### Exercises to complete:
1/ In the TrAdaBoost experiment notes, roughly how many posts does the 20 NewsGroup data set contain?
2/ Continue the TrAdaBoost experiment notes from the point after the code that loads the 20 NewsGroup data.

### Quoted text:
--------------------------------
The results that we obtain differ a little from the ones obtained by the authors in Table 3. Here, the error for SVMt, AUX and TrAdaBoost is smaller but the error of SVM is higher. Moreover, the error of SVMt is much lower than the corresponding error computed by the authors.

20 NewsGroup

Dataset description The 20 NewsGroup data set comprises around 18000 newsgroups posts on 20 main topics, whith some topics divided in subcategories.

Experiment description For the TrAdaBoost experiment, according to the authors: >We define the tasks as top-category classification problems. When we split the data to generate diff-distribution (source) and same-distribution (target) sets, the data are split based on subcategories instead of based on random splitting. Then, the two data sets contain data in different subcategories. Their distributions also differ as a result. > – Boosting for Transfer Learning (2007)

The authors do not precise which categories have been selected whithin each domain. We try to impute them based on the number of instances in each domain given by the authors in Table 1.

[6]:
from sklearn.datasets import fetch_20newsgroups

# Set download_if_missing to True if not downloaded yet
data = fetch_20newsgroups(download_if_missing=False, subset="all")
--------------------------------
### Data shown:
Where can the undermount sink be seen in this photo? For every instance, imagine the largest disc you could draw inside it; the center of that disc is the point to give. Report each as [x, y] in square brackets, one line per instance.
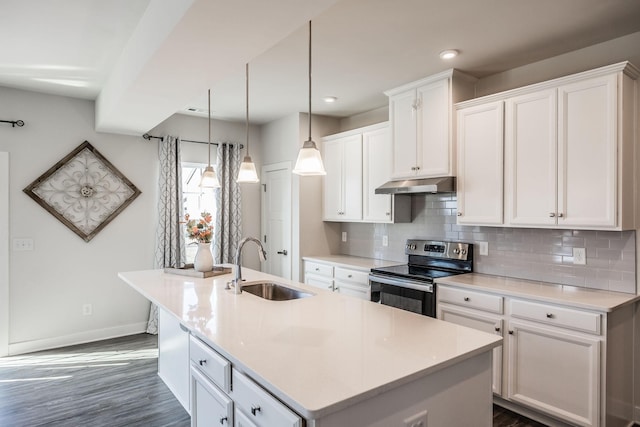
--------------------------------
### Solved problems:
1/ Around 18000 newsgroup posts.

2/
source_rec = ['rec.autos', 'rec.motorcycles']
target_rec = ['rec.sport.baseball', 'rec.sport.hockey']
source_sci = ['sci.crypt', 'sci.electronics']
target_sci = ['sci.med', 'sci.space']
source_talk = ['talk.politics.guns', 'talk.politics.mideast']
target_talk = ['talk.politics.misc', 'talk.religion.misc']

The author do not precise which preprocessing is applied on the data, so we use the default preprocessing of scikit-learn: TfidfVectorizer

[17]:
from sklearn.feature_extraction.text import TfidfVectorizer

vectorizer = TfidfVectorizer(stop_words="english",
                                 analyzer="word",
                                 min_df=5,
                                 max_df=0.1)

X = vectorizer.fit_transform(data.data)

def split_source_target(source_index, target_index, positive_index, ratio_of_target_labels=0.01):

    Xs = X[source_index]
    Xt = X[target_index]

    ys = np.isin(data.target[source_index], positive_index).astype(float)
    yt = np.isin(data.target[target_index], positive_index).astype(float)

    lab_index = np.random.choice(Xt.shape[0], int(0.01*Xs.shape[0]), replace=False)
    unlab_index = np.array(list(set(np.arange(Xt.shape[0]))-set(lab_index)))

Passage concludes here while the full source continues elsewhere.